Given instruction —
Transcribe every line of the records verbatim.

Records for the exercise —
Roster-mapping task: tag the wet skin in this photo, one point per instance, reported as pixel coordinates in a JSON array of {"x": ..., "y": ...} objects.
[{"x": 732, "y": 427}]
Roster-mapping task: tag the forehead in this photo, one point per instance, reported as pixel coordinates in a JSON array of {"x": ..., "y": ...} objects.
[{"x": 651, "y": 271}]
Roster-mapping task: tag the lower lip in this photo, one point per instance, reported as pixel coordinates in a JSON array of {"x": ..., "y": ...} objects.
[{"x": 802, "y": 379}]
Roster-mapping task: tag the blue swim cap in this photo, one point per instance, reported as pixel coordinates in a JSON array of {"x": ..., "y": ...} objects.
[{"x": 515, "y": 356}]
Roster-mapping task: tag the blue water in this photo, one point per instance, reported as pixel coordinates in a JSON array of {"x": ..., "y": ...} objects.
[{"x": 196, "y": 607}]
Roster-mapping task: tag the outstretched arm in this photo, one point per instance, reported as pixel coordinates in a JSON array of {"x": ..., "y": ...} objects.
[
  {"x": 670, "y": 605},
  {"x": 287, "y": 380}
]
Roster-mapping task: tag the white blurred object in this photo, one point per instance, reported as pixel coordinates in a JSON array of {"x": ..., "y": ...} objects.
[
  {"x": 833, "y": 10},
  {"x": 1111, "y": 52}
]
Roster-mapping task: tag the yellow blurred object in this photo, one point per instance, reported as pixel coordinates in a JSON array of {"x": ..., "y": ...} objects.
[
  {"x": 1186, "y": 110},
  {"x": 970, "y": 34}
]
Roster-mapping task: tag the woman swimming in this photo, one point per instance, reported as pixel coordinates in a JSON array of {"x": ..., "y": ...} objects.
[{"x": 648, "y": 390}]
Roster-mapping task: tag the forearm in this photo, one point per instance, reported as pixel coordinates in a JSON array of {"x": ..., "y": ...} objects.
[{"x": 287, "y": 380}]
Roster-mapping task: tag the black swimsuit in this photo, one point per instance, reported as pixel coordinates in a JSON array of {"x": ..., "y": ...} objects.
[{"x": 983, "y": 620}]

Result of this task —
Roster-mapping task: tag the wet skin in this photo, one point per instance, reported as pixel coordinates in a JSON array of {"x": ..., "y": ...} objects.
[{"x": 732, "y": 427}]
Roster-mapping task: tag the forehead in this photo, one point per instance, reported as pixel coordinates in a JSON array of {"x": ..., "y": ...} objects.
[{"x": 651, "y": 271}]
Roster-mapping task: tag the lower lip in this photo, one point per instance, reported as pixel coordinates in a JSON array of {"x": ..., "y": ...} objects.
[{"x": 802, "y": 379}]
Roster-mapping task: tag the blue swim cap in this photo, one point per instance, reported as pixel coordinates in a JSON array of {"x": ..., "y": ...} objects.
[{"x": 515, "y": 356}]
Roster-mapping task: tag the blue water in this photo, one point per instance, reported as pixel coordinates in a JSON array of {"x": ..., "y": ...} objects.
[{"x": 196, "y": 607}]
Roster-mapping task: tag the outstretched arm in this photo, one point per instance, reported as pixel coordinates in a JSON array of {"x": ..., "y": ...} objects.
[
  {"x": 670, "y": 605},
  {"x": 287, "y": 380}
]
Roster-mapping task: tag the white blurred object in this photo, one point per instance, reported as pixel coordinates in a JSON array of {"x": ..., "y": ...} objects.
[
  {"x": 833, "y": 10},
  {"x": 1111, "y": 52}
]
Roster-mapping task: tag the yellow blurred object in this photo, one point per instance, reported as pixel coordinates in a JSON array of {"x": ..., "y": ...} objects.
[
  {"x": 1186, "y": 110},
  {"x": 970, "y": 34}
]
Roster-mapping task: tag the woman swimming in this photo, one point per instance, reported as pixel coordinates in a JSON array of {"x": ..., "y": ...} objects.
[{"x": 648, "y": 390}]
Roster-mapping task: tag the forearm in this photo, one point per instance, reported as pixel coordinates in a JSON array of {"x": ..., "y": ...} objects.
[{"x": 287, "y": 380}]
Roster-mapping task: tag the black swimsuit in this photo, one point per instance, reported as pixel coordinates in a JSON array of {"x": ..., "y": ...} objects.
[{"x": 983, "y": 620}]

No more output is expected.